Please pull out every line in the listing below that contains the word "crouching". Case counts.

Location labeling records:
•••••
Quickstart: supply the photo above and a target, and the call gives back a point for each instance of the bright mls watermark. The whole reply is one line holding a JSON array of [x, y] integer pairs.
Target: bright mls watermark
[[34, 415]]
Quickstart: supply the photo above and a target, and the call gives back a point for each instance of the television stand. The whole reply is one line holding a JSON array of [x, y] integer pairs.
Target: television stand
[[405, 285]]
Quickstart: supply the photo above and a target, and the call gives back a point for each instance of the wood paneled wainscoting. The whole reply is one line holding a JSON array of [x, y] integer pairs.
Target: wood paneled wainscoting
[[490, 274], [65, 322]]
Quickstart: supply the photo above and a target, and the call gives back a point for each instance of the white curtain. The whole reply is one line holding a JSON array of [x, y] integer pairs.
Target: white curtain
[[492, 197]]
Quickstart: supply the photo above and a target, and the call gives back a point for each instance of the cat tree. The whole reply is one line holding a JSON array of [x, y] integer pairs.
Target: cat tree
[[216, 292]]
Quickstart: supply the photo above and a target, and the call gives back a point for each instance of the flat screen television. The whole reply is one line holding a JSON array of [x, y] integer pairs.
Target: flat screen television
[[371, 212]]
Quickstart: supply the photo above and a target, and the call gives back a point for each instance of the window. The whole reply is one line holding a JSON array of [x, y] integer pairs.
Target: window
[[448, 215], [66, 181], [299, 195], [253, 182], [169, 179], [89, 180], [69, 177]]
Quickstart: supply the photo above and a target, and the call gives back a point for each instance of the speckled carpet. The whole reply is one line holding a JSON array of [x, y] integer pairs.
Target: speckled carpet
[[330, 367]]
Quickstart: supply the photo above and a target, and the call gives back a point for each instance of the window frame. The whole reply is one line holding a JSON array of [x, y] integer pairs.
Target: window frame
•••••
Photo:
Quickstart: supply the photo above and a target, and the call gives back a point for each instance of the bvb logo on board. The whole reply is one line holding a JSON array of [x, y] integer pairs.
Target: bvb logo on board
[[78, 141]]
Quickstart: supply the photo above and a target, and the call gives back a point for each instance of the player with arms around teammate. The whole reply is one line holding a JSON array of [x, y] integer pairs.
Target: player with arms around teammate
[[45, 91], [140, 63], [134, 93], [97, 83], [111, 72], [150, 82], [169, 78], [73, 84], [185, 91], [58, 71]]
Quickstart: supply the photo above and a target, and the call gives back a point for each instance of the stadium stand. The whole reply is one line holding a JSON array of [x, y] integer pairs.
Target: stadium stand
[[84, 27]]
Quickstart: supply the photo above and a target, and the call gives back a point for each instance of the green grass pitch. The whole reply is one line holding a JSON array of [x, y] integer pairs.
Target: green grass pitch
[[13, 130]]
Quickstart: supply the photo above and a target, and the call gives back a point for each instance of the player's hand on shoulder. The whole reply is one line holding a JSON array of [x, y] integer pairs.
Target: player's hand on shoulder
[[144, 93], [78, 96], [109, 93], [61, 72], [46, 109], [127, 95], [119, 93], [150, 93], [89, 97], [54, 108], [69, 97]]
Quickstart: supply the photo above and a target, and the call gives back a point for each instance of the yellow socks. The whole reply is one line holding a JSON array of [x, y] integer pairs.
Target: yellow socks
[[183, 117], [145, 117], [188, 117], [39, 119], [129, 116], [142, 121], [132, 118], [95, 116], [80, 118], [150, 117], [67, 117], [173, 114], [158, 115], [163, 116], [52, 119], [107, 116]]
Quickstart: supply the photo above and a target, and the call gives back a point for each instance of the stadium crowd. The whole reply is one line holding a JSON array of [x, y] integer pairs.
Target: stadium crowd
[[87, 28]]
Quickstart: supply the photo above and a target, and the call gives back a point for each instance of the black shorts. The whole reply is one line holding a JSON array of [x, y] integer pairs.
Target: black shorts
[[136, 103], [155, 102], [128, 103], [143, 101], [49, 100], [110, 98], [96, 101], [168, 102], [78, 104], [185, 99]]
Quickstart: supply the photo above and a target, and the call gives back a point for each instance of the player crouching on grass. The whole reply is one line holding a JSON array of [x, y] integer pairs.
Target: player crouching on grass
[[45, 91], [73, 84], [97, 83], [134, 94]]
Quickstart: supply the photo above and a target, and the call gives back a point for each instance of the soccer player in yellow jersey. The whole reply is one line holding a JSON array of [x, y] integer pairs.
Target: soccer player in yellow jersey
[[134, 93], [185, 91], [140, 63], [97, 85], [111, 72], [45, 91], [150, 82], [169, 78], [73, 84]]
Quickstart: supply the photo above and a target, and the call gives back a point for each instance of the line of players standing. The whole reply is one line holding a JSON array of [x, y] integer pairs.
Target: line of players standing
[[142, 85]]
•••••
- _WRITTEN REPLY_:
Quickstart: supply the photo above and a target, and the call gives back a point for each instance of the player crouching on grass. The whole reply is one line holding a JSON array of [x, y] integer pairs.
Target: player crouching on grass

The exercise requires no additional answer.